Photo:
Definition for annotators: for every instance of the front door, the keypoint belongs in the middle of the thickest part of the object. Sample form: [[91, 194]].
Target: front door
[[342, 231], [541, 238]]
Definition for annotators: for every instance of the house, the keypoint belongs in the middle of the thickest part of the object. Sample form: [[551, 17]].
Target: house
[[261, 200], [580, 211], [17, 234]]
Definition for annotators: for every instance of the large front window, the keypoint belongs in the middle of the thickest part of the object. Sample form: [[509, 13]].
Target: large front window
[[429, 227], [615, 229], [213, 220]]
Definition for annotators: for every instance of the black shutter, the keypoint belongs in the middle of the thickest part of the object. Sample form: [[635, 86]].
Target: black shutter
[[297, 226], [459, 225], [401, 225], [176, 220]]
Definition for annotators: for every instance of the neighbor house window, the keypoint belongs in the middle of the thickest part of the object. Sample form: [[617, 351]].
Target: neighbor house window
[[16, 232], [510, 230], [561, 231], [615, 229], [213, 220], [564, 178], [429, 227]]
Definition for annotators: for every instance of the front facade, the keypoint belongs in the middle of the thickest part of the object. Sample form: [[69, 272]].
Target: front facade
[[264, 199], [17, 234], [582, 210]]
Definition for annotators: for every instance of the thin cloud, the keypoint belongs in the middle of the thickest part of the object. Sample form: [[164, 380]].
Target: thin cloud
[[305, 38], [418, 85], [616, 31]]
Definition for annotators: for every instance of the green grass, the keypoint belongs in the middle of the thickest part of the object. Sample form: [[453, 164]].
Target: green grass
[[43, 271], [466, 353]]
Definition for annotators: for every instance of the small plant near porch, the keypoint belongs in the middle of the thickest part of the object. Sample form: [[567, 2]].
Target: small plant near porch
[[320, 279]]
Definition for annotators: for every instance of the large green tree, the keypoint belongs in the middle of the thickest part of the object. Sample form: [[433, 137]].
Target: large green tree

______

* **WORK TO DO**
Reproduce every one of the records above word for word.

* **RESPONSE TO THE TASK**
Photo:
Definition for annotators: for every instance of the front door, the keypoint belongs in the middle of the thickest part of the object. Sample form: [[91, 194]].
Target: front door
[[342, 231], [541, 238]]
Definition for annotators: for every instance of the house, the keypoint belongs in the middle of the thickest part of the object. Sample form: [[551, 17]].
Target: house
[[261, 200], [580, 211], [17, 234]]
Definition for annotators: for every instance of the large front window, the keypoint belongs in the middle of the thickest part of the object. Sample form: [[509, 13]].
Target: large front window
[[429, 227], [615, 229], [213, 220]]
Definition for annotators: for every instance of the black shutter, the keypoint belongs in the middle of the thickest part of the object. Sample form: [[635, 86]].
Target: black shutter
[[297, 226], [459, 225], [401, 225], [176, 220]]
Definition for annotators: for every instance of the neighbor house window, the keypoint belongs in the middle of the thickest part of the object. Sample form: [[617, 351]].
Target: neighbor house window
[[16, 232], [510, 230], [561, 231], [615, 229], [213, 220], [564, 178], [429, 227]]
Definition for annotators: for every instance of the front facade, the keypoint belongs in the middle of the thickest part of the object. Sample form: [[69, 272]].
Target: front facade
[[264, 199], [17, 234], [582, 210]]
Definition for annotators: for every instance of the thin cloud, the keypoint belongs in the middle of the thickest part of the object. Sample form: [[164, 380]].
Target: thin cloud
[[305, 38], [418, 85], [616, 31]]
Definition for annotators: for every instance of the green grass, the keypoint belongs in the middle of the thickest part of the object. Sample form: [[453, 164]].
Target: green grass
[[43, 271], [466, 353]]
Definition for annotators: for every instance of the small plant near porch, the keypoint belongs in the middle of the thickest part of the object. Sample form: [[567, 2]].
Target: small plant near porch
[[320, 279]]
Definition for annotators: for every instance of the large green tree, the keypoint belongs in the middle of the thickest part of the object. Sample form: [[433, 137]].
Target: large green tree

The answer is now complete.